### To be done
From the material below, pull out every line that contains the word "white".

***** Supplied data

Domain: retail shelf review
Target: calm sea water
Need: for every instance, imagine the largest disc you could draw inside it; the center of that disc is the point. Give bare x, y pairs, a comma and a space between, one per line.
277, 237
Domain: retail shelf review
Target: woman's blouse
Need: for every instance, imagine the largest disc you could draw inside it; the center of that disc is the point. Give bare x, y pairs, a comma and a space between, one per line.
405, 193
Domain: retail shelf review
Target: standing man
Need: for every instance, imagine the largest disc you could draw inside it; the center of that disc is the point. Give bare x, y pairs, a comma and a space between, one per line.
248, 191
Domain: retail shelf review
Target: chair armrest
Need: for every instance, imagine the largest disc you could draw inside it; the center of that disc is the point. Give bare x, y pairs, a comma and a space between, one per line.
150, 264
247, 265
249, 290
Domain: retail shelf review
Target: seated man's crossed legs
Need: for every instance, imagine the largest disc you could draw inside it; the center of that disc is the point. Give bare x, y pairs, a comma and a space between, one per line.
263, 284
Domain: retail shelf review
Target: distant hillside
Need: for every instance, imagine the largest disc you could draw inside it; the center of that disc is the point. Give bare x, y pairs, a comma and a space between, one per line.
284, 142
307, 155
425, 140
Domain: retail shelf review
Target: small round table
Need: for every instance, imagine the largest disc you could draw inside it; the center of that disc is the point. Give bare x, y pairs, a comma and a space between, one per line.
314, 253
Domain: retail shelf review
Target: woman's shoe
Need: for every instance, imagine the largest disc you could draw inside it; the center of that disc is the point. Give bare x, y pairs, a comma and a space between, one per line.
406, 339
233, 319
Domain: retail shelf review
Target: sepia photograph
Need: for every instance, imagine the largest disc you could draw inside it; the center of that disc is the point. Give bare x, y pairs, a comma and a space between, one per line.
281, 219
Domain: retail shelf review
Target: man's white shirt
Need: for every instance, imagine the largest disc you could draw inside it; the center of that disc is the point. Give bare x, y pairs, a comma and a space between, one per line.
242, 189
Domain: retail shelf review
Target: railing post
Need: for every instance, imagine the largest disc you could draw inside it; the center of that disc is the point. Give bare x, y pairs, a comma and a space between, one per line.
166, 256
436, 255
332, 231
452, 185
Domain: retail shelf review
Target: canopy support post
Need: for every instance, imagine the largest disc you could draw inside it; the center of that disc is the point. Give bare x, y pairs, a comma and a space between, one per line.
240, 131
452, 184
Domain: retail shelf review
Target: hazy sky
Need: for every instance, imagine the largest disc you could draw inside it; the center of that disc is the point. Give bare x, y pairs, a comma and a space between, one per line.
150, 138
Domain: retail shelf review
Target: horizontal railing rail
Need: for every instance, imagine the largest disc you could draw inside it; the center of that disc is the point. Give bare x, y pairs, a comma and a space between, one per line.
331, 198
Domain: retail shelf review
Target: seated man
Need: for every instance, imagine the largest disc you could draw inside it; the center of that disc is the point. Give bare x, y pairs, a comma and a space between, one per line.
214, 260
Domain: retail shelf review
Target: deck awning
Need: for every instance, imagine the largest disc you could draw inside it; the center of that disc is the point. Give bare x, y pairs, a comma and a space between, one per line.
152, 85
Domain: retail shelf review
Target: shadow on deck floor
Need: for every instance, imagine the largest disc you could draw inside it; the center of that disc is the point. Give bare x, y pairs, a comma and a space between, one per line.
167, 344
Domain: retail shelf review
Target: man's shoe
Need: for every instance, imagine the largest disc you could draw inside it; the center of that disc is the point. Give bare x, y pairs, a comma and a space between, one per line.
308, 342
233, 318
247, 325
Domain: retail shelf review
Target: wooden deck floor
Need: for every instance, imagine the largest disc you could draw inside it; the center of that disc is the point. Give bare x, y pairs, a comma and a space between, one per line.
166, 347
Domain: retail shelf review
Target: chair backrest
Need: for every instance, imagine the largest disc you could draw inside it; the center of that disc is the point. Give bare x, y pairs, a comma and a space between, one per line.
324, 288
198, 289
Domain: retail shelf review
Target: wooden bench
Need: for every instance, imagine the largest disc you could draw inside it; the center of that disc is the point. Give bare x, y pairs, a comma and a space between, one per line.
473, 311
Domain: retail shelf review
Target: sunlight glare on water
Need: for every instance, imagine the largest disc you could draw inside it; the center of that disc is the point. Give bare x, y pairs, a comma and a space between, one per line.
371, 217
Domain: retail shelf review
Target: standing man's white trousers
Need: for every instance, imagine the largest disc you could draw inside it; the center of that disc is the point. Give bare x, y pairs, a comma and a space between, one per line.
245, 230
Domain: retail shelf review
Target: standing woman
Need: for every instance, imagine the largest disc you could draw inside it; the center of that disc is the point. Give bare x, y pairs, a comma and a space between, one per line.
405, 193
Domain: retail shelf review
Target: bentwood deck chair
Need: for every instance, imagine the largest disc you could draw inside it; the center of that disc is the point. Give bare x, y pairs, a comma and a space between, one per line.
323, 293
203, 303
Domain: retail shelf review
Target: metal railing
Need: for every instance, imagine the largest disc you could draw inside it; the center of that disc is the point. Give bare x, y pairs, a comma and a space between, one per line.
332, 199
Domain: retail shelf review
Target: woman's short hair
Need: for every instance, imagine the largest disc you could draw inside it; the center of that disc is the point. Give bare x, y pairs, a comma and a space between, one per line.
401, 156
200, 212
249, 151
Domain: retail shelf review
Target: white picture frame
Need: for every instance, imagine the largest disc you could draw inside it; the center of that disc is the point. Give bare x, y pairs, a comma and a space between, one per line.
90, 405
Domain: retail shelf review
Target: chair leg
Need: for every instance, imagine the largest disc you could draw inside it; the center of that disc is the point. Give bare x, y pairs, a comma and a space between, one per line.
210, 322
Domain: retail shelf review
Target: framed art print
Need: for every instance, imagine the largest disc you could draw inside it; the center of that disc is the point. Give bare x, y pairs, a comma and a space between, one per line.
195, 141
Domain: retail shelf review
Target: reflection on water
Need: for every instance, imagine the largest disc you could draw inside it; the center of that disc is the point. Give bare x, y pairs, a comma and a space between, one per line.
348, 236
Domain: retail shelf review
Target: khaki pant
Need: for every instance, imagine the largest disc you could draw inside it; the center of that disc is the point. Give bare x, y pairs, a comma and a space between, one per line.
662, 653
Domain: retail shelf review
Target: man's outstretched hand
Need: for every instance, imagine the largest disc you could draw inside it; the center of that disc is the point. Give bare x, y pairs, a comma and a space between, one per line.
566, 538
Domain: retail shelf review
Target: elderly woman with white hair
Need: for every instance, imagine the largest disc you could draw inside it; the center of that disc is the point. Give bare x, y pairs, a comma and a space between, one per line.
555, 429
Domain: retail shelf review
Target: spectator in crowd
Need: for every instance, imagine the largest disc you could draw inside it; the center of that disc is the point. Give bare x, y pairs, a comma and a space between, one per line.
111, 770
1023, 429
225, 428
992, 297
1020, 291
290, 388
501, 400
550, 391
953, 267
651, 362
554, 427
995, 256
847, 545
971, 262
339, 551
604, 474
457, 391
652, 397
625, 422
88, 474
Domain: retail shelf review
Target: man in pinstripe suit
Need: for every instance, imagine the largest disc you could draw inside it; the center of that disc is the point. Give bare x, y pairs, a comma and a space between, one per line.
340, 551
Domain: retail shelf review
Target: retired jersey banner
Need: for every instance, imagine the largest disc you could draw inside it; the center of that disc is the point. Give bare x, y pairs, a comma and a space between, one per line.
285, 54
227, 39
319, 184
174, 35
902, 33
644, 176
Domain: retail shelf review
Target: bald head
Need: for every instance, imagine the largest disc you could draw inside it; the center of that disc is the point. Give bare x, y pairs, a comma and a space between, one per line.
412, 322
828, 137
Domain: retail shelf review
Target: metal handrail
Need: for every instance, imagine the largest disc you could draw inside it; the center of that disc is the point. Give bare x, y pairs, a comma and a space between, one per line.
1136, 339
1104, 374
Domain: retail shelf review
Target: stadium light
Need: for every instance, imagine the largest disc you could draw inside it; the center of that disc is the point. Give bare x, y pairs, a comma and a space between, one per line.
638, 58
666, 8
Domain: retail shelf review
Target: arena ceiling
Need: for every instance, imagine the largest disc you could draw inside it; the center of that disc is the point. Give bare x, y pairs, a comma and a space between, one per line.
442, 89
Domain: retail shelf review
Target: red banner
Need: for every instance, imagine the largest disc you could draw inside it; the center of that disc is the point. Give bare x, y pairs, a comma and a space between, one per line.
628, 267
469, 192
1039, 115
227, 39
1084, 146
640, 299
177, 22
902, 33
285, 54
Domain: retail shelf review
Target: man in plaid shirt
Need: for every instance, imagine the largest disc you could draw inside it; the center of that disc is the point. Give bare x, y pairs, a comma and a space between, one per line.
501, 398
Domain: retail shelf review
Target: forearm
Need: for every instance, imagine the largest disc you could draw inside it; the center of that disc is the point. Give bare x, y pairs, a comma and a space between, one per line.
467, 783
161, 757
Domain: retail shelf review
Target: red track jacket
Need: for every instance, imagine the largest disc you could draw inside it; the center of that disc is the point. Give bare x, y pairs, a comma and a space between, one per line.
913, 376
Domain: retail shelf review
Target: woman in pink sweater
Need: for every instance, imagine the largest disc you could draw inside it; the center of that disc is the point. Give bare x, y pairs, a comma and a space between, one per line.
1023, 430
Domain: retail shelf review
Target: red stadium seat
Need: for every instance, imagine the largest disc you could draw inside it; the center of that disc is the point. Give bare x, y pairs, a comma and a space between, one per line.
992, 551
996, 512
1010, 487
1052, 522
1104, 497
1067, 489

**********

### Problem solution
Target: man's white shirt
Target: standing man's white trousers
Target: white picture frame
Target: elderly woman with white hair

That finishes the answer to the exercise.